EXCERPT >>
Thus, from the moment of Mary's coming to England she began to be
the centre of plots and miseries.

A rise of the Catholics in the north was the next of these, and it
was only checked by many executions and much bloodshed. It was
followed by a great conspiracy of the Pope and some of the Catholic
sovereigns of Europe to depose Elizabeth, place Mary on the throne,
and restore the unreformed religion. It is almost impossible to
doubt that Mary knew and approved of this; and the Pope himself was
so hot in the matter that he issued a bull, in which he openly
called Elizabeth the 'pretended Queen' of England, excommunicated
her, and excommunicated all her subjects who should continue to
obey her. A copy of this miserable paper got into London, and was
found one morning publicly posted on the Bishop of London's gate.

MATERIAL >>
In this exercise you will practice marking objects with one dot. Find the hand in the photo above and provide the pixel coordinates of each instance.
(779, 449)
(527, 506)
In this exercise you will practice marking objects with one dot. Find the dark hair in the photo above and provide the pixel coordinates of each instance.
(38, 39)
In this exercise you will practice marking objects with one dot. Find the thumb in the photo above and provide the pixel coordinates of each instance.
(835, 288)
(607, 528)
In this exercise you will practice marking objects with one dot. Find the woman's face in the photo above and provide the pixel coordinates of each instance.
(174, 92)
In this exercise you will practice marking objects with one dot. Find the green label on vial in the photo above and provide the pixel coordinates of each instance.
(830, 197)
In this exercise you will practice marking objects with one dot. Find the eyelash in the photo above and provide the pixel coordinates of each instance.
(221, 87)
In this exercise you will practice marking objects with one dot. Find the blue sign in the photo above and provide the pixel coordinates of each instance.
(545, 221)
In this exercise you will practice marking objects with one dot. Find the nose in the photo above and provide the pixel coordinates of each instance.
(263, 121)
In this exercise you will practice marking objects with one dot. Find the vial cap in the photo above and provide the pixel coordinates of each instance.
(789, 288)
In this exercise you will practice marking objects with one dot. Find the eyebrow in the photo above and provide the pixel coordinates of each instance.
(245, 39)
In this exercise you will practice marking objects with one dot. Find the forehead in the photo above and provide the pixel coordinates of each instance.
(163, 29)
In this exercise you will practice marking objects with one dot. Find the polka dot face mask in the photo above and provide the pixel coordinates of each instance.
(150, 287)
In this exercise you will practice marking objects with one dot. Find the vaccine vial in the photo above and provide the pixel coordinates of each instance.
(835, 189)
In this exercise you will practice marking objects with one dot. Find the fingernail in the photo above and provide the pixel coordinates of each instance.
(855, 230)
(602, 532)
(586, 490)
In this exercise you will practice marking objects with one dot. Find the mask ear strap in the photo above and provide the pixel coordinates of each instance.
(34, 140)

WHAT IS NEEDED >>
Return the passage about Mary and Elizabeth from "Thus, from the" to "of London's gate.". The entries are material separate from the passage about Mary and Elizabeth.

ANSWER FOR THIS EXERCISE >>
Thus, from the moment of Mary's coming to England she began to be
the centre of plots and miseries.

A rise of the Catholics in the north was the next of these, and it
was only checked by many executions and much bloodshed. It was
followed by a great conspiracy of the Pope and some of the Catholic
sovereigns of Europe to depose Elizabeth, place Mary on the throne,
and restore the unreformed religion. It is almost impossible to
doubt that Mary knew and approved of this; and the Pope himself was
so hot in the matter that he issued a bull, in which he openly
called Elizabeth the 'pretended Queen' of England, excommunicated
her, and excommunicated all her subjects who should continue to
obey her. A copy of this miserable paper got into London, and was
found one morning publicly posted on the Bishop of London's gate.